Data entries:
....
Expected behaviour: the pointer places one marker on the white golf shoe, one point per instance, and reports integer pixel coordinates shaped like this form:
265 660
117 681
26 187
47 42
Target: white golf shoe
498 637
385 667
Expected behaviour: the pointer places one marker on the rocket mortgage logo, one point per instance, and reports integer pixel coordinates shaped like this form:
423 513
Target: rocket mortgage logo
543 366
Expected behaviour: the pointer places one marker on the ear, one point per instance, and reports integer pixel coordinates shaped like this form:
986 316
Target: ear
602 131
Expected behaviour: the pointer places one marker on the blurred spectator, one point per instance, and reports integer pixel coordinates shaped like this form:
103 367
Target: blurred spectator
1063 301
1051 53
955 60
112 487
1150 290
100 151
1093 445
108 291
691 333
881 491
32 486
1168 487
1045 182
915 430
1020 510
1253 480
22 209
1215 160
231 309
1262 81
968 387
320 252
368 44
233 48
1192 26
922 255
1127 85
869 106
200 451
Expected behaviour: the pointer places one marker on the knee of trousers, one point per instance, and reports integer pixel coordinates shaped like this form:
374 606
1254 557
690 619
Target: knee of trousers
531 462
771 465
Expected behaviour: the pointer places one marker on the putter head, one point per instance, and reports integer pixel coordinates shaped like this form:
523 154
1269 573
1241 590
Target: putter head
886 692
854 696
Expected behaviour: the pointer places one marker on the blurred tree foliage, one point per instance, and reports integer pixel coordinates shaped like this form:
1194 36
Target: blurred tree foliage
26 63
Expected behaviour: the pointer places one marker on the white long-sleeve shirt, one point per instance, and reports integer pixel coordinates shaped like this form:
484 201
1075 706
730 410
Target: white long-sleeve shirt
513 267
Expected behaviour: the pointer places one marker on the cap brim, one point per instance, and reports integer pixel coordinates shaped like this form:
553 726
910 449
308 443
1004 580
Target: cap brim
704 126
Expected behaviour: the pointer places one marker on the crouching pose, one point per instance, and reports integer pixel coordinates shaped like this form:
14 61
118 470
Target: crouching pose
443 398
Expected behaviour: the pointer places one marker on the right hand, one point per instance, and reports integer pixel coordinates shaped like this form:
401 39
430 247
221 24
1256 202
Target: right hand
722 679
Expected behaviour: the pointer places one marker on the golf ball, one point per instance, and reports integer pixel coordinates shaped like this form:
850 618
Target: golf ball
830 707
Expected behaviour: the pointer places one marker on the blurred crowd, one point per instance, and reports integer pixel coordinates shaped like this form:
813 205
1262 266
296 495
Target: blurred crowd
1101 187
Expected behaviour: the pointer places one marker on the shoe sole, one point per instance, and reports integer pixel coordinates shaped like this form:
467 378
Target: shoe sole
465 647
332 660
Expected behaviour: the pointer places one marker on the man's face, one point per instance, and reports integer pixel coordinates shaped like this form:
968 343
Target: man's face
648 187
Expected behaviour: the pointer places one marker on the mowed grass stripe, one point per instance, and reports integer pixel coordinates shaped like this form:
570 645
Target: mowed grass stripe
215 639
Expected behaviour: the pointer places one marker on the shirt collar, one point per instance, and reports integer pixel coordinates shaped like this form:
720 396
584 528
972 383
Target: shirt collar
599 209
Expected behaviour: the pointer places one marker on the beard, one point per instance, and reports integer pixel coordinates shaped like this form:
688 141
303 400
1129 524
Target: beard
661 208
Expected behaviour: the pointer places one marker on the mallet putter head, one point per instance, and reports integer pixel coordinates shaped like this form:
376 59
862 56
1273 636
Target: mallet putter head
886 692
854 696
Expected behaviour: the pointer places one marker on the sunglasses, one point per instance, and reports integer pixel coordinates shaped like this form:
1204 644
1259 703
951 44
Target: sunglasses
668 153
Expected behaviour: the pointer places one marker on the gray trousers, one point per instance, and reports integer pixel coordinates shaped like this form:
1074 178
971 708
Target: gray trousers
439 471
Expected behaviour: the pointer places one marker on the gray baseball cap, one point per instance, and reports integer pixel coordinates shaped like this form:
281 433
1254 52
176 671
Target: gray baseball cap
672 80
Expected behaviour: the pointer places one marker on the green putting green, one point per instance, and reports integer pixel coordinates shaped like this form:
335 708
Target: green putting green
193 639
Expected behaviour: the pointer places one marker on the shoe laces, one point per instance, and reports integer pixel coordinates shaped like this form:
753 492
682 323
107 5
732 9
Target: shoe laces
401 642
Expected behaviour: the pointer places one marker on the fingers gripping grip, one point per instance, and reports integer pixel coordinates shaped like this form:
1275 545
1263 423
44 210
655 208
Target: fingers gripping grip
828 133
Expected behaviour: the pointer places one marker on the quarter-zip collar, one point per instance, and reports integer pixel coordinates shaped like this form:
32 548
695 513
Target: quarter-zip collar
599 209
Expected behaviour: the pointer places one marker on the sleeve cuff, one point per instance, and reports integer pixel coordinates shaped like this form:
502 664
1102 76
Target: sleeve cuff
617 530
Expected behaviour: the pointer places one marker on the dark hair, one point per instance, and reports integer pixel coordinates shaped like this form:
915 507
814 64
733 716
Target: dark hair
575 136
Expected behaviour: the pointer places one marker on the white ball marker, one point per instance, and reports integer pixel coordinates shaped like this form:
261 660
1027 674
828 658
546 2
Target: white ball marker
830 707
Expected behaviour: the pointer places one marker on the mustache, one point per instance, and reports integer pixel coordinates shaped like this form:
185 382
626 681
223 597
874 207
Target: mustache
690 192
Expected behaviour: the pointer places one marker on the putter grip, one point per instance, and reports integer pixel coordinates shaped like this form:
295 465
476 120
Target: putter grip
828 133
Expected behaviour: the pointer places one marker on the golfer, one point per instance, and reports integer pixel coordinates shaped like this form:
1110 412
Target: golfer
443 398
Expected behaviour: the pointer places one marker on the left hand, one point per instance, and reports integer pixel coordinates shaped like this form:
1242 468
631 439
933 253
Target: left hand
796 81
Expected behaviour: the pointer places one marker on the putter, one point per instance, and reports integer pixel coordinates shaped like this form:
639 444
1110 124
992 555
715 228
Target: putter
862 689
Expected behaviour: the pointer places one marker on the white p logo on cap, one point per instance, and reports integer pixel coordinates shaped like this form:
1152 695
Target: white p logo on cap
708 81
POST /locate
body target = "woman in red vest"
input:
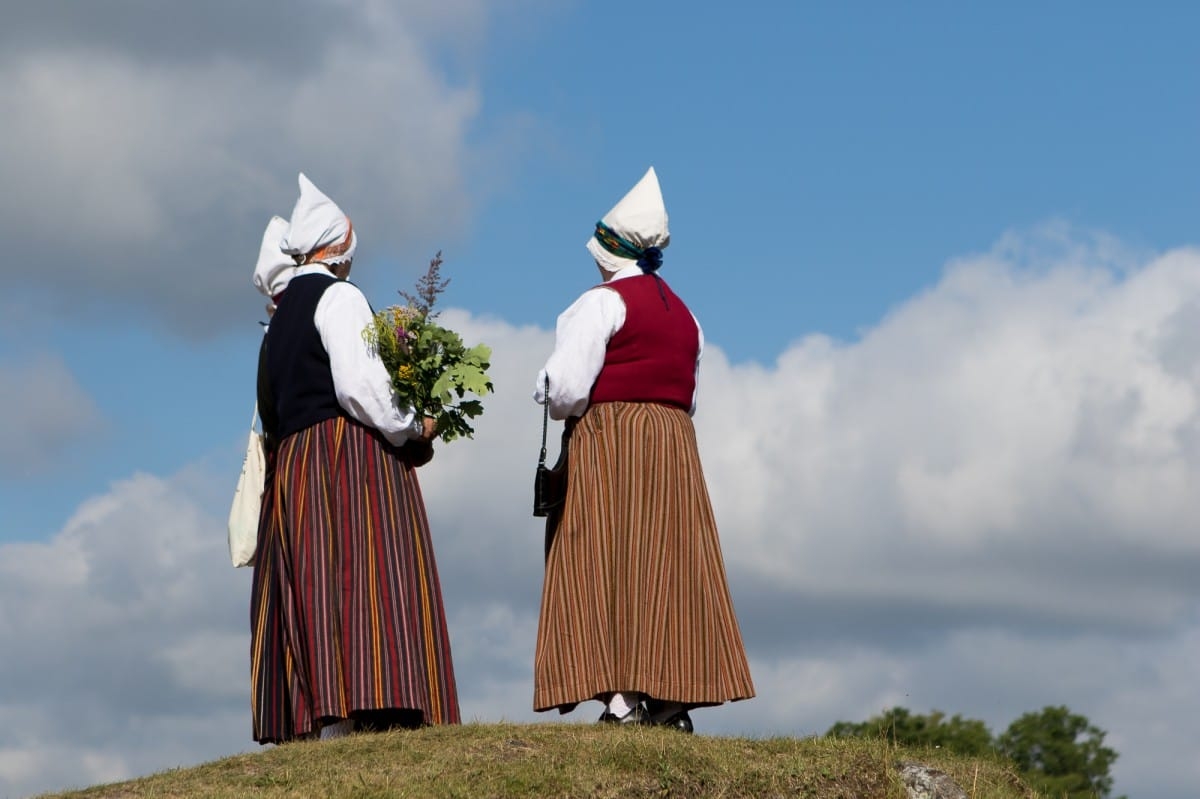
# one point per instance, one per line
(635, 606)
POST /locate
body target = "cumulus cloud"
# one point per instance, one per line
(47, 415)
(984, 505)
(139, 158)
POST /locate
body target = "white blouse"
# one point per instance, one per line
(581, 341)
(360, 379)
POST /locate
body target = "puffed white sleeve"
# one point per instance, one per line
(360, 379)
(700, 350)
(581, 341)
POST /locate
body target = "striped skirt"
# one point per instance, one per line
(635, 596)
(346, 606)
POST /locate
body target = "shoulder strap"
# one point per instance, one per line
(545, 422)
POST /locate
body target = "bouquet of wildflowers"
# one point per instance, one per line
(431, 368)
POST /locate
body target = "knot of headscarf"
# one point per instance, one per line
(648, 258)
(651, 259)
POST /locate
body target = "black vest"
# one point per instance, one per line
(297, 362)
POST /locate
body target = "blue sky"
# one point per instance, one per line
(945, 257)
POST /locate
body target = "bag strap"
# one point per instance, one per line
(545, 422)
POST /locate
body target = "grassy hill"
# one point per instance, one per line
(563, 760)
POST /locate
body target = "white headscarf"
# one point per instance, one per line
(318, 224)
(275, 268)
(640, 218)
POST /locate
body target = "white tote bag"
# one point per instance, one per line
(247, 499)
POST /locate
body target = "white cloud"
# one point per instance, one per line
(47, 415)
(130, 166)
(985, 505)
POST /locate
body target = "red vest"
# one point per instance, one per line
(653, 356)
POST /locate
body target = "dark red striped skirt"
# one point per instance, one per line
(635, 596)
(346, 605)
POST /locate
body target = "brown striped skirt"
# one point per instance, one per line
(635, 596)
(346, 605)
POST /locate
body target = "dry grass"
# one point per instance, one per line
(556, 760)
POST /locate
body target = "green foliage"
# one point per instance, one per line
(1060, 752)
(1056, 751)
(551, 761)
(431, 370)
(958, 734)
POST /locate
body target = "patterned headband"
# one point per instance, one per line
(333, 251)
(648, 258)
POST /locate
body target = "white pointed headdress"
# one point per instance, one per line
(275, 268)
(634, 230)
(318, 230)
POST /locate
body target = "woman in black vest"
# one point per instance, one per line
(347, 622)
....
• **Objective**
Pick out each line of the material above that contains the string "face". Case counts.

• **Written reply**
Expected behaviour: the pointer places one marker on the man's face, one point per instance, and reports integer pixel coordinates shaped like this form:
Target: man's face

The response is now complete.